> **THE EXERCISE**: Every entry that follows should be repeated exactly; drop the images.

> **RECORDS PROVIDED**:
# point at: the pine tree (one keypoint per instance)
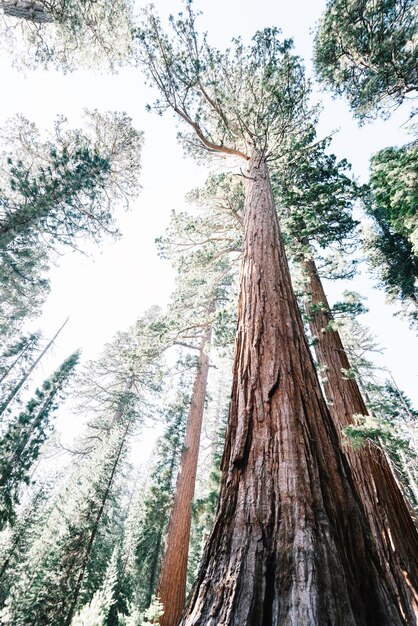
(12, 390)
(146, 524)
(390, 243)
(282, 546)
(68, 35)
(392, 261)
(51, 584)
(365, 50)
(21, 443)
(56, 191)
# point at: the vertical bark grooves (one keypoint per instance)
(173, 577)
(290, 544)
(390, 518)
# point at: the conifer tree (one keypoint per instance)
(282, 546)
(12, 390)
(21, 443)
(204, 284)
(16, 354)
(68, 35)
(16, 540)
(146, 524)
(49, 583)
(56, 191)
(366, 50)
(390, 244)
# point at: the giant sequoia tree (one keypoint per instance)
(290, 543)
(366, 50)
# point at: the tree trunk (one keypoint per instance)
(26, 10)
(290, 544)
(394, 532)
(173, 577)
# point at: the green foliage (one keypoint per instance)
(68, 34)
(249, 98)
(393, 421)
(95, 613)
(394, 183)
(54, 193)
(21, 442)
(315, 198)
(392, 261)
(147, 524)
(367, 51)
(47, 584)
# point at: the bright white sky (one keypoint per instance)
(109, 289)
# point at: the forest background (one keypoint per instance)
(108, 287)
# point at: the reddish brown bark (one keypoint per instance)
(290, 543)
(390, 518)
(172, 582)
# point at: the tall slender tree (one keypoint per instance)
(290, 542)
(21, 443)
(366, 50)
(56, 190)
(66, 34)
(49, 583)
(14, 390)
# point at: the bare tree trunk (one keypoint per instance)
(290, 544)
(173, 577)
(394, 532)
(27, 10)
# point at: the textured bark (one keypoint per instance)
(26, 10)
(290, 544)
(173, 577)
(390, 518)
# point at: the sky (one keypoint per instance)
(109, 288)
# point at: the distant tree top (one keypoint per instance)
(367, 51)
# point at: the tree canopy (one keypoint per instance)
(366, 50)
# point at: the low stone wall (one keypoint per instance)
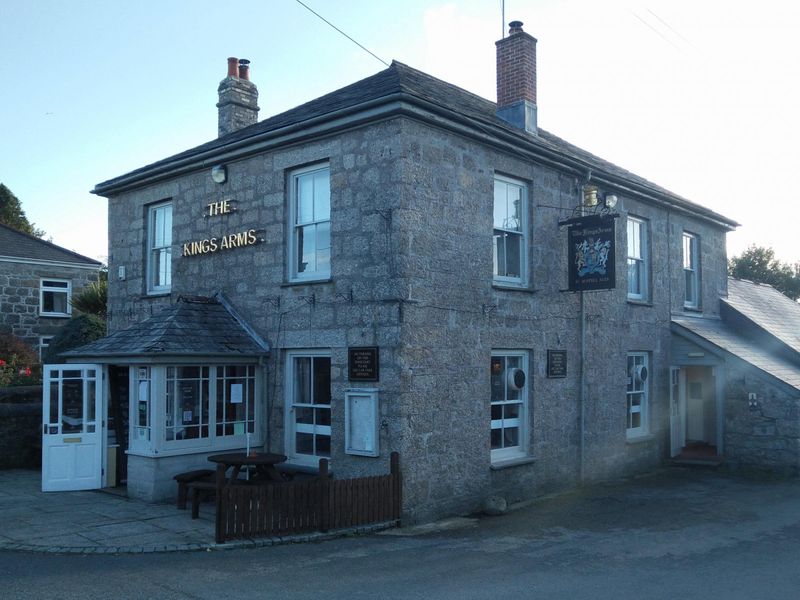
(21, 427)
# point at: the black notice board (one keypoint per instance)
(362, 363)
(556, 363)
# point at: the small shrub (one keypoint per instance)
(78, 331)
(18, 362)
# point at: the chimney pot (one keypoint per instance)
(238, 98)
(516, 78)
(233, 67)
(244, 69)
(515, 27)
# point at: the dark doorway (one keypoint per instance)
(118, 400)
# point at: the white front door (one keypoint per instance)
(676, 411)
(72, 429)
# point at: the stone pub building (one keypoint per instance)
(385, 268)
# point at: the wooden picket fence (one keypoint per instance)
(318, 504)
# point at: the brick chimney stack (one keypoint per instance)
(516, 78)
(238, 98)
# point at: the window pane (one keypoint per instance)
(322, 196)
(634, 277)
(513, 255)
(304, 443)
(322, 380)
(305, 199)
(500, 208)
(496, 438)
(323, 446)
(302, 380)
(510, 437)
(498, 368)
(307, 249)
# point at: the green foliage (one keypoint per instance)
(12, 215)
(79, 330)
(760, 265)
(18, 362)
(92, 298)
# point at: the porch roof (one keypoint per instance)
(191, 327)
(723, 336)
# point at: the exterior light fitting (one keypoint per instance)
(590, 196)
(219, 174)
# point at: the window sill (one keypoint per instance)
(306, 282)
(512, 462)
(636, 302)
(640, 439)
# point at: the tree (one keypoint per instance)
(760, 265)
(12, 215)
(92, 298)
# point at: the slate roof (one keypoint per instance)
(189, 327)
(400, 81)
(767, 308)
(17, 245)
(721, 335)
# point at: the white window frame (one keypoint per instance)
(522, 234)
(44, 343)
(44, 288)
(637, 388)
(295, 457)
(148, 437)
(500, 455)
(295, 225)
(165, 248)
(691, 270)
(639, 255)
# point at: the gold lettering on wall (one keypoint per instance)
(225, 242)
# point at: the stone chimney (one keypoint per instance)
(238, 98)
(516, 78)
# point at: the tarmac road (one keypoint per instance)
(676, 534)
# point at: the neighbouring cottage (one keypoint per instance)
(385, 268)
(37, 281)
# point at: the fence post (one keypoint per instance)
(324, 495)
(219, 524)
(394, 469)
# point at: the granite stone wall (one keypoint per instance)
(19, 297)
(411, 260)
(763, 433)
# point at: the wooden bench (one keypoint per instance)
(184, 479)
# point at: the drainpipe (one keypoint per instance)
(582, 378)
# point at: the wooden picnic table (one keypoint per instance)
(262, 462)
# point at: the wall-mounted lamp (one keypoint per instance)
(219, 174)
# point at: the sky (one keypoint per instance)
(698, 96)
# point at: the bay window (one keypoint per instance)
(509, 403)
(510, 231)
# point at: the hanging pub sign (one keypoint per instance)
(591, 253)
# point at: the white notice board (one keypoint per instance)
(361, 434)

> **TASK SOLUTION**:
# point at: the pine tree (one keypoint per instance)
(12, 390)
(146, 524)
(390, 243)
(282, 546)
(68, 35)
(392, 261)
(51, 584)
(365, 50)
(21, 443)
(56, 191)
# point at: the vertical bark grooves (one keypoint per instance)
(173, 577)
(290, 544)
(390, 518)
# point at: the conifer tree (one keypoint per instance)
(282, 546)
(12, 390)
(21, 443)
(204, 284)
(16, 354)
(68, 35)
(16, 540)
(146, 524)
(49, 583)
(56, 191)
(366, 50)
(390, 244)
# point at: the giant sequoia tree (one keypoint per instance)
(290, 543)
(366, 50)
# point at: the tree trunk (one keypoint per instance)
(26, 10)
(290, 544)
(394, 532)
(173, 577)
# point at: the green foliage (one keypoint per instance)
(68, 34)
(249, 98)
(393, 421)
(95, 613)
(394, 183)
(54, 193)
(21, 442)
(315, 198)
(392, 261)
(147, 524)
(367, 51)
(47, 584)
# point at: the bright white sky (one keypoint per instance)
(109, 289)
# point at: the forest background (one keypoint per instance)
(108, 287)
# point at: the reddish brown bark (one keypoint per instance)
(290, 543)
(390, 518)
(172, 582)
# point at: the tall slender tree (one keypoint per instance)
(290, 542)
(21, 443)
(366, 50)
(56, 190)
(66, 34)
(49, 583)
(14, 390)
# point at: the bare tree trunk (one keypoint per instance)
(290, 544)
(173, 577)
(394, 532)
(27, 10)
# point at: the textured bark (one keypoint per instance)
(26, 10)
(290, 544)
(173, 577)
(390, 518)
# point at: the sky (one keypoint per instance)
(109, 288)
# point at: the distant tree top (one keypoint per instance)
(367, 51)
# point at: the tree canopy (one keypoint per instance)
(366, 50)
# point at: the low stone wall (one keypoint per instance)
(21, 427)
# point at: the black notice board (one keypoint per instance)
(362, 363)
(556, 363)
# point at: the small shrub (one keypoint per instance)
(78, 331)
(18, 362)
# point at: the chimney pot (one keypoint per instance)
(238, 98)
(516, 78)
(233, 67)
(244, 69)
(515, 27)
# point at: the dark doorway (one keypoint per instance)
(118, 400)
# point at: the white front door (one keypoint per instance)
(676, 411)
(72, 429)
# point at: the stone pub building (one keypoint per instance)
(385, 268)
# point at: the wooden picket fence (one keypoint per instance)
(318, 504)
# point at: the brick chimney stack (one keypoint per instance)
(516, 78)
(238, 98)
# point at: the window pane (one keypoint per instance)
(322, 196)
(634, 277)
(513, 255)
(304, 443)
(322, 380)
(305, 199)
(500, 208)
(496, 438)
(323, 446)
(302, 380)
(510, 437)
(498, 368)
(307, 249)
# point at: the green foliage (one keypoint per instance)
(12, 215)
(79, 330)
(760, 265)
(18, 362)
(92, 298)
# point at: the porch roof (one keypoint per instance)
(191, 327)
(723, 336)
# point at: the exterior light fitting (one keypoint per instance)
(590, 196)
(219, 174)
# point at: the window sill (one keypoint per instance)
(306, 282)
(512, 462)
(636, 302)
(640, 439)
# point at: the tree (one keypoint per instance)
(760, 265)
(12, 215)
(92, 298)
# point at: the slate roof (one keypoint per instance)
(189, 327)
(400, 81)
(767, 308)
(17, 245)
(721, 335)
# point at: the white window frame (one keypoint per instance)
(522, 234)
(44, 343)
(44, 288)
(637, 388)
(295, 457)
(148, 437)
(500, 455)
(295, 225)
(165, 248)
(691, 270)
(639, 255)
# point at: the gold lettering on wall (one keypoint per instance)
(225, 242)
# point at: the stone chimney (one keypoint per instance)
(238, 98)
(516, 78)
# point at: the tarmac road (one keypoint per instance)
(676, 534)
# point at: the neighbouring cottage (one keypoint per instance)
(385, 268)
(37, 281)
# point at: the fence post (one keypoint per instance)
(324, 495)
(219, 524)
(394, 469)
# point at: the granite stone wall (one keypoint per instance)
(19, 297)
(411, 260)
(763, 433)
# point at: the wooden bench (one keypoint per instance)
(184, 479)
# point at: the drainpipe (one keypoint per instance)
(582, 378)
# point at: the wooden picnic table (one keypoint per instance)
(262, 462)
# point at: the wall-mounted lamp (one keypoint per instance)
(219, 174)
# point at: the sky (one keypoint per instance)
(698, 96)
# point at: the bay window (one keypoint per instance)
(509, 403)
(510, 231)
# point at: the hanging pub sign (one keypoint per instance)
(591, 253)
# point at: the white notice board (one keypoint per instance)
(361, 434)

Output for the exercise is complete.